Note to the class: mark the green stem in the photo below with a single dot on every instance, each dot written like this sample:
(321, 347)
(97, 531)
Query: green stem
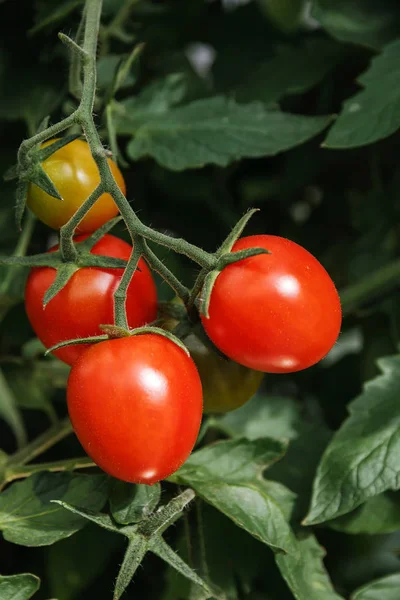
(25, 236)
(44, 135)
(202, 544)
(157, 265)
(120, 317)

PROBLEM REQUIREMENTS: The answer should contain all the material above, copied exactly, and no images.

SOLUTION:
Note to the class: mark the green stem in the photo below with a single dot on every instance, each dot written like this sample:
(321, 347)
(97, 531)
Query: green stem
(25, 236)
(44, 135)
(202, 544)
(157, 265)
(120, 317)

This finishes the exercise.